== Segment start ==

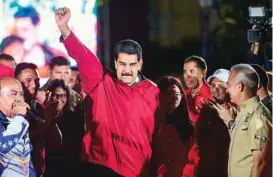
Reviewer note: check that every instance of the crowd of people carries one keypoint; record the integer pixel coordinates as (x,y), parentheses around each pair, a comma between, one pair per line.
(89,121)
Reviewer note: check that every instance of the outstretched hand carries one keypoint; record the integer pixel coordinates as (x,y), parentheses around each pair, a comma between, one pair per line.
(62,16)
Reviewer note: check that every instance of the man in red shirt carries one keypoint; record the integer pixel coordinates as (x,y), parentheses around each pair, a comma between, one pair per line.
(120,129)
(7,65)
(195,69)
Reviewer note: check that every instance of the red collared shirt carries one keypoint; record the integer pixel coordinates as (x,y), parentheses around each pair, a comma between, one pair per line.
(194,103)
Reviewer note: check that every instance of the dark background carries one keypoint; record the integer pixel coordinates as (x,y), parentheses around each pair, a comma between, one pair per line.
(188,29)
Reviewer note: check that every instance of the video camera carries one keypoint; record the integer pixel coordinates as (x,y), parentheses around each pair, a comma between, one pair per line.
(261,17)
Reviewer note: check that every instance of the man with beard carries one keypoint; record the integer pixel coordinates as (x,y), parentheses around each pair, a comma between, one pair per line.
(120,131)
(250,151)
(195,70)
(15,147)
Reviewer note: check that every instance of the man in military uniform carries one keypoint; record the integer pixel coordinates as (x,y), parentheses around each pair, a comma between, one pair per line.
(249,146)
(263,91)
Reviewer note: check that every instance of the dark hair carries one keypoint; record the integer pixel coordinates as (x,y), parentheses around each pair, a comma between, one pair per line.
(128,46)
(200,62)
(22,66)
(262,75)
(74,68)
(9,40)
(167,81)
(58,61)
(59,83)
(246,75)
(179,118)
(6,57)
(30,12)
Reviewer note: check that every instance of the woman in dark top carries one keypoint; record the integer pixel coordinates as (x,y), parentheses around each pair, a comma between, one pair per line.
(172,143)
(63,148)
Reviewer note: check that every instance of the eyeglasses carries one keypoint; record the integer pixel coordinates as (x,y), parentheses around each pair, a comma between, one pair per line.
(57,96)
(218,85)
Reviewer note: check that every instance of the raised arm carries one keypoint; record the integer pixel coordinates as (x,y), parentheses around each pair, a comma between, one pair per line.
(90,67)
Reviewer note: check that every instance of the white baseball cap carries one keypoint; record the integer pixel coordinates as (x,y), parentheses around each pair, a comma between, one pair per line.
(221,74)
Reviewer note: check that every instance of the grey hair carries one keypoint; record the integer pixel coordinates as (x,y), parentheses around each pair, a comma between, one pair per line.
(245,74)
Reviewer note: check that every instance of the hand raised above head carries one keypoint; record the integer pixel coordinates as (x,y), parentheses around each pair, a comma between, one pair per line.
(62,16)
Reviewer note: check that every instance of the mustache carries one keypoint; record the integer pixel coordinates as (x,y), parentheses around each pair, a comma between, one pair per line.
(127,74)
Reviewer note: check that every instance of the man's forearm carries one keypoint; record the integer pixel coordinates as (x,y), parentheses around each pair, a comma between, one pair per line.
(257,170)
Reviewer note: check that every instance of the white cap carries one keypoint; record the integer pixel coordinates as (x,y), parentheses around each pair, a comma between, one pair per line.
(221,74)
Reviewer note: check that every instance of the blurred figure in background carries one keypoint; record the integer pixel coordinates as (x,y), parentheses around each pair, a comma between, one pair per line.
(75,82)
(194,71)
(263,91)
(170,148)
(15,145)
(14,46)
(27,75)
(7,65)
(59,68)
(211,132)
(69,129)
(26,27)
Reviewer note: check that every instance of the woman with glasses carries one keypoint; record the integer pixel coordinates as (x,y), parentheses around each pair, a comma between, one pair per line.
(171,146)
(63,148)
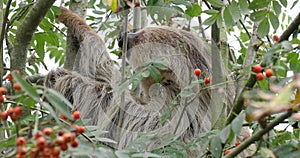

== Segment end ==

**Exercise:** Please set down the records exactly, and keep every image out of the copy.

**Reply to the exercise:**
Reviewer note: check that every instance of the crowd of people carries one keypoint; record the integer pixel coordinates as (x,y), parentheses around each pair, a comma between, one pair per line.
(89,121)
Reviewer note: check that every instance of the outstretched hand carries one keypoint; record the integer pixel coordinates as (x,y), parentheses around each pair, a comma between, one pair per line.
(62,16)
Reviewer note: check that every instance of the man in red shirt carries one keypoint; record the integer pixel coordinates as (x,y), parentheses around each pair, a comma between, one pair per line.
(120,129)
(7,65)
(195,69)
Reviewer note: check that every instance of the red collared shirt carries one keypoint; record the integer pixel coordinates as (x,y), parentheses around each pair, a comma between, one pair per line.
(194,103)
Reviewer note: check that every instance of the dark background carries one keypoint; record the integer pixel coordinates as (x,y), parentheses around each pair, a comma between, one pair per line.
(188,29)
Reviewer note: check that every instance of the video camera carries one keypoint; record the integer pixel coordinates as (x,y), parentheses around each pair, a comma between, one pair per line.
(261,17)
Reviewer note: check that every instance of the man with beard carries one keypoint; record the integer pixel coordinates as (x,y), parentheses around each pair, a comma between, one pair per line.
(120,131)
(250,151)
(195,70)
(15,147)
Reviewer note: check that every instance of the man in military uniform carries one keypoint; record the integer pixel coordinates as (x,y), parentheses around each pair, a comma between, one pair per line.
(249,146)
(263,91)
Reviewer note: check that every instance of the dark hair carries one keypoint; record the integer pixel coordinates as (x,y), parentheses around each pair, a comma between, one pair per line.
(128,46)
(200,62)
(22,66)
(262,75)
(74,68)
(9,40)
(167,81)
(58,61)
(59,83)
(246,75)
(179,118)
(6,57)
(30,12)
Reviewer note: check that every instance of the woman in dark top carries one keypoint; record the integer pixel coordinates as (x,y), parentheses around each pair, a comma between, one pair per line.
(172,143)
(63,148)
Reviewer note: check that every instance of the eyeglasses carries one keypoint; record the integer pixel coordinates as (x,y), parentheses around each pair, a comma between, one pair per line.
(57,96)
(218,85)
Reviewer note: check that every instance of the raised arm carries one keypoint; record the integer pixel coordinates as (x,y), parentheses around each pair, a comma between, one pair per line.
(90,67)
Reviewer note: check that every instance of the white baseball cap carries one keypoint; record the integer pixel coordinates as (x,y), parentheses around each pair, a comma between, one pair per line.
(221,74)
Reviewer note: check that every instance of the grey hair carries one keypoint; record the integer pixel coordinates as (x,y), parentheses around each pair, a comma between, one pair per line.
(245,74)
Reviewer note: check that every instance of the hand raised above head carries one keypoint; record the integer pixel coordinates as (x,y), parentheses around each pair, a comma between, one pair per line.
(62,16)
Reviewer note: check that every instance of the mustache carries one keypoint; record the integer pixel coordinates as (x,y), parentheses around each pair, a comma between, one pair per line.
(127,74)
Reviewer note: check that every instance of the man's forearm carries one keypoint; record the integer pixel coordinates as (x,y), parentheses around each pair, a comma between, one pair per line.
(257,170)
Reviewer note: check that every instance of the white cap carries one keypoint; record the integer pixel coordinates as (x,y), parentheses around each pair, a comma between, one pair per line.
(221,74)
Reviewer note: check that every instance of the blurred figure in background carries one keypoint; record the integer pixel coordinates as (x,y), parentheses around each pair, a comma between, one pair per line.
(75,82)
(194,71)
(263,91)
(170,148)
(15,145)
(14,46)
(27,75)
(7,65)
(59,68)
(211,132)
(69,129)
(26,27)
Reviewer note: check that every instance of the woman with glasses carries one keypoint; record the integer pixel coordinates as (x,y), parentheses around each pair, a comma between, one pair per line.
(171,146)
(63,148)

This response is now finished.